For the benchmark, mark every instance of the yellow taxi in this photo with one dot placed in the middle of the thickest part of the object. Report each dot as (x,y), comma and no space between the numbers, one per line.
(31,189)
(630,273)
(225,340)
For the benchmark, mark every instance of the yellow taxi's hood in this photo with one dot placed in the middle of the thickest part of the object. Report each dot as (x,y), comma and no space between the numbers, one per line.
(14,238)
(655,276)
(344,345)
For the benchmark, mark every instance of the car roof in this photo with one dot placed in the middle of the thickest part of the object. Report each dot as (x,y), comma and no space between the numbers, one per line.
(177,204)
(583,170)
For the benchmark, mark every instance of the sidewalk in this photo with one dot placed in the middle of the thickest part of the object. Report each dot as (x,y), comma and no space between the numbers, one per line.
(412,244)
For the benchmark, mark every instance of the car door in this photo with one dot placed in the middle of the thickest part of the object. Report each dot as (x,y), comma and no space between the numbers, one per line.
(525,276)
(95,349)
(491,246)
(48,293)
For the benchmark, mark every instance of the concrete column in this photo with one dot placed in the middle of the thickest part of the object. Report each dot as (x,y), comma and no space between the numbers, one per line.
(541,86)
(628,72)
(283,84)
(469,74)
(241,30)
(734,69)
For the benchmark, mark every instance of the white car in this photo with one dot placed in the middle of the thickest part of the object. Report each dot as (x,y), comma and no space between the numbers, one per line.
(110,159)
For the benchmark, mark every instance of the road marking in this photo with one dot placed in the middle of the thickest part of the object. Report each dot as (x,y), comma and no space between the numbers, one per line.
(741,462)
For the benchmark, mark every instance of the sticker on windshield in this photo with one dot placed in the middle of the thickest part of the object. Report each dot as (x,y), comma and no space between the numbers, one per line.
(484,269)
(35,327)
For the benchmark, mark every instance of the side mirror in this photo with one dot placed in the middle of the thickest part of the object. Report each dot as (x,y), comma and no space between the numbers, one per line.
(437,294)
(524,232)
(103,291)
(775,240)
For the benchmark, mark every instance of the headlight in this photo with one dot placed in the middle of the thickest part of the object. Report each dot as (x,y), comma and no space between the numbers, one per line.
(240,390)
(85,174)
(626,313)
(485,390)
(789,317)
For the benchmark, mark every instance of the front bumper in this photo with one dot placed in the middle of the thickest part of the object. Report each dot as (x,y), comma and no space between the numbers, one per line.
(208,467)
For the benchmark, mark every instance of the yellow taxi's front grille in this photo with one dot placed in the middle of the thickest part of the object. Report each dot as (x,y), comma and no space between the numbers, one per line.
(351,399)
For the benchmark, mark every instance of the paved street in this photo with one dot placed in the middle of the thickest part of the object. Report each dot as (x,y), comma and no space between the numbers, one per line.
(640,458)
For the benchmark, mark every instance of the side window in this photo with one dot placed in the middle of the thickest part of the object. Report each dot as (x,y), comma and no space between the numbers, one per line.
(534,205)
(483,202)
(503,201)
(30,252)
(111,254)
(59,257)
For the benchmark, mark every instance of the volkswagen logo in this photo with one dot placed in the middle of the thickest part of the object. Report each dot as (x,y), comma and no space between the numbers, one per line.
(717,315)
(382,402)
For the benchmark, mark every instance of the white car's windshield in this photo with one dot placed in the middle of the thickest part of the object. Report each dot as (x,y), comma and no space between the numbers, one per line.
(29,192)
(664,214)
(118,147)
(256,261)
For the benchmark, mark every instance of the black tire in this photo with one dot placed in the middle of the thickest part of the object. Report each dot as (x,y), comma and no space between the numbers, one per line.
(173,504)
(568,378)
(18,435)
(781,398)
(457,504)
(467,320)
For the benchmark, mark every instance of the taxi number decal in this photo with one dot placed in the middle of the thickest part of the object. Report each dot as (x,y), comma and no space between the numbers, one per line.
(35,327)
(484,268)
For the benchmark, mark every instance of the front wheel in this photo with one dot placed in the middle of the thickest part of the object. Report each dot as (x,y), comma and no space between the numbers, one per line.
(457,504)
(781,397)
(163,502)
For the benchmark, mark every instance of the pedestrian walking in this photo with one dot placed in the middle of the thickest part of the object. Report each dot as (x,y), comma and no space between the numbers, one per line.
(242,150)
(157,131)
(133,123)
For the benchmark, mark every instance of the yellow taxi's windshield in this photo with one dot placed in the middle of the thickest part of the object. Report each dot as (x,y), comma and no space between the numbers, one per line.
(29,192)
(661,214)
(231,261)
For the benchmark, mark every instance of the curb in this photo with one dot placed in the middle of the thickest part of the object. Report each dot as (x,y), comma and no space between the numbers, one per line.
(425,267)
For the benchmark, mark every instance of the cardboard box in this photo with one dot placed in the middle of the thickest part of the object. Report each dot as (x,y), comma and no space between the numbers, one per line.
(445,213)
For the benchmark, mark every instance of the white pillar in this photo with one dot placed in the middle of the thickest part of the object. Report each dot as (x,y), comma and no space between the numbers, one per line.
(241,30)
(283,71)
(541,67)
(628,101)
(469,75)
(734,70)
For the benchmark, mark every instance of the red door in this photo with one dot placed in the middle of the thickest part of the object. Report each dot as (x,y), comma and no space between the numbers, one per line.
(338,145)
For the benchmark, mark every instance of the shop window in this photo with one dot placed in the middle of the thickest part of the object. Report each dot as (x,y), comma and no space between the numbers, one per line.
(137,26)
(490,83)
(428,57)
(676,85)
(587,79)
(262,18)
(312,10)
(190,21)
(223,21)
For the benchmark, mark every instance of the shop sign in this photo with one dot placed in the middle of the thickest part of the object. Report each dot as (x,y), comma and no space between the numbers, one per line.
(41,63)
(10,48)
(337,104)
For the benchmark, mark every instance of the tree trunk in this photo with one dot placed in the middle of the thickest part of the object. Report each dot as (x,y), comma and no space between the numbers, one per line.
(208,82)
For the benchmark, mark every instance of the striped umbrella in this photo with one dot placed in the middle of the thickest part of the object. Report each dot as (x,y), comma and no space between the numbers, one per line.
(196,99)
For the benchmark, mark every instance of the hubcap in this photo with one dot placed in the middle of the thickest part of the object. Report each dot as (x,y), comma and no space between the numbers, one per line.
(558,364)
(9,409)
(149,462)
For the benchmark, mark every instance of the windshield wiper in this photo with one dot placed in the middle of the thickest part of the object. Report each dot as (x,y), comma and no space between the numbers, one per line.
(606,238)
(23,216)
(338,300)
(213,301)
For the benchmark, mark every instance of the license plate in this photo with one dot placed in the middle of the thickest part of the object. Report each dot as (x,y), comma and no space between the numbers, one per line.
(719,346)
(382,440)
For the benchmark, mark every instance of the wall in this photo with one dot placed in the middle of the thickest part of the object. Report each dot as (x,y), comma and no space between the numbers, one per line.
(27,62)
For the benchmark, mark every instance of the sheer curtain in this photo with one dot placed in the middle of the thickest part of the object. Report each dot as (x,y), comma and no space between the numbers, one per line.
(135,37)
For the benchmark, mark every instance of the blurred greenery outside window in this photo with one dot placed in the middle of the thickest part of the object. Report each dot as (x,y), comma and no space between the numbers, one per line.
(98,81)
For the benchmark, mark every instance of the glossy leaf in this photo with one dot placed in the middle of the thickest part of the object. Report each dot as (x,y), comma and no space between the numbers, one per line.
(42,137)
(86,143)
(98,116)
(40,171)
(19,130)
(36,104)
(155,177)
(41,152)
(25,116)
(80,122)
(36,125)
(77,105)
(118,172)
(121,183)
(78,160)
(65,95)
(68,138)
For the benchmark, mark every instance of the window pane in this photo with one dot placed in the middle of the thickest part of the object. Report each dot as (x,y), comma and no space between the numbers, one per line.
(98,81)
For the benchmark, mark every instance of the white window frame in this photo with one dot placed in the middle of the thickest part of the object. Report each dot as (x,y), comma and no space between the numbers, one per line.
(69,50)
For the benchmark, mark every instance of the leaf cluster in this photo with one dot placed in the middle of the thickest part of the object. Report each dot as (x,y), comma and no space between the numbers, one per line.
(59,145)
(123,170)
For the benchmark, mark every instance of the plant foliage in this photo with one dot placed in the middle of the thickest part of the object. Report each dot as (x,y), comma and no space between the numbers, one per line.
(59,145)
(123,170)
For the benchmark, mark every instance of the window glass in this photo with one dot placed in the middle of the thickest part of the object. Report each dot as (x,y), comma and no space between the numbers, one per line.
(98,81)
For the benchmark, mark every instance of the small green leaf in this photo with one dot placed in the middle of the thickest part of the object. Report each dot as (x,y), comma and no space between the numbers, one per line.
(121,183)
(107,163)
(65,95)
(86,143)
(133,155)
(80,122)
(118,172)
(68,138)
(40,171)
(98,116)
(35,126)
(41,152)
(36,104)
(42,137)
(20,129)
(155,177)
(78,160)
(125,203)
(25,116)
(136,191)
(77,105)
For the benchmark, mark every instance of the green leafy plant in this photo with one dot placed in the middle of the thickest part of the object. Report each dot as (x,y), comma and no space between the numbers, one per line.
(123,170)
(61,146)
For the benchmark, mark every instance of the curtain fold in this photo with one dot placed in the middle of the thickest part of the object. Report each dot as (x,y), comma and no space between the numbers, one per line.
★ ★ ★
Find the line that contains "For the benchmark, mark every instance of the green". Repeat it and every line after it, exactly as written, up to and including the last line of the records above.

Written reply:
For the benchmark, mark every instance of the green leafy plant in this photo with one dot placed in the middle of the thickest part of the object. Report each dot as (x,y), comma and no space between the numbers, one per line.
(123,170)
(61,146)
For the benchmark, mark every instance of the curtain fold in this photo with one dot placed in the middle of the thickest part of the object. Report each dot as (x,y), comma and no space between the numbers, one per line.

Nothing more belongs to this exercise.